[Work order A]: Using the discussion of dividend yield, say whether each statement agrees with it: (i) the opening paragraph says adding yield is beneficial in general; (ii) the paragraph starting "It always seems" mentions utilities at about 4% yield; (iii) that same paragraph favors adding yield to the whole portfolio. Answer yes or no for each, quoting the words that decide it.
[Work order B]: Turn the paragraph of the dividend yield discussion that begins "It always seems everyone" into a short list that keeps its main facts.
[Work order C]: Carry the discussion of adding dividend yield to a portfolio further, starting right after its last sentence.

[Extract provided]:
I am not so sure that adding yield is beneficial in general, but perhaps can be in some cases. It is important for the cost/benefit of extra dividend yield to be analyzed in the context of the goals and tax implications to the beneficiary of a portfolio. There are studies that show higher yielding portfolios can actually reduce portfolio returns and that is why your statement caught my attention.
There are studies that show higher yielding portfolios can actually reduce portfolio returns and that is why your statement caught my attention.
I'm sure there are studies that support every single type of portfolio strategy. I think of my thoughts on this as being intuitive. A little extra yield means less volatility across all holdings. If one or two holdings (out of 30-40) go up 50-100% (which is very plausible) then that is even less volatility required. A holding targeted at 2% double then you get 200 basis points for the portfolio plus the 3% yield and a huge portion of the work is done for you...
It always seems everyone wants to 100% in one direction. I am currently adding yield(15-20% of account) in a mix of high yld-10% yld, utilities-4%yld, and drug type stocks - 3% yld. It seems logical to persue this coarse, but not for all of the portfolio and perhaps not all the time. But for the next six months, seems fairly safe.

[Dataset content]:
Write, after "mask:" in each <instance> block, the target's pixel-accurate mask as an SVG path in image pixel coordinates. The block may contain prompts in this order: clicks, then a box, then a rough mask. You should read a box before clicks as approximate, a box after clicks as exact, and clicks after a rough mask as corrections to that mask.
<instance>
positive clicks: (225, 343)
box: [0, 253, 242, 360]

[Answer box A]:
(i) No: "I am not so sure that adding yield is beneficial in general"
(ii) Yes: "utilities-4%yld"
(iii) No: "but not for all of the portfolio"

[Answer box B]:
- Everyone always seems to want to go 100% in one direction.
- The writer is currently adding yield, making up 15-20% of the account, through a mix of:
  - high-yield holdings at 10% yield
  - utilities at 4% yield
  - drug-type stocks at 3% yield
- Pursuing this course seems logical, but not for all of the portfolio and perhaps not all the time.
- For the next six months, it seems fairly safe.

[Answer box C]:
Roger, thanks for your efforts.
It is true that the market has returned 8-10% on average (9.75% as of last year) but investors can't spend that, they can only spend compounded returns, and this is the rather straightforward reason that regulated investment companies were forbidden to cite average returns in their literature (not sure if that is still true in the post-modern era of regulatory capture).
This chart at http://tinyurl.com/4x2o3ef demonstrates the impact that variability in a sequence of returns alone -- never mind taxes, inflation, fees, slippage and the rest -- can have on a portfolio; e.g., just one significant negative year or a sequence of sub-par years can devastate the actual return an investor receives.
Bottom line, achieving the market's average return of 8-10% on a compounded (and appropriately risk-adjusted) basis, actually putting that money in investors' pockets, would be a top quintile performance: Any manager achieving it YoY should get a gargantuan bonus; any manager staying close might settle for merely humungous I suppose. JMO
RW,
You do a great service by pointing out the difference between simple averages and geometric averages as shown in the link you posted.
I wonder however whether the DJIA data in the link you provided includes dividends? From the Dow Jones website where they discuss the calculations of the DJIA, they say the divisor takes into account stock splits, spinoffs, and substitions, no mention of dividends.
http://bit.ly/m69sMz
Therefore, the chart you show would seem to understate the market's long term performance by disregarding the compounding effects of reinvesting dividends. I think the number Roger cited in his post is accepted as the compounded annual growth of the stock market including dividends.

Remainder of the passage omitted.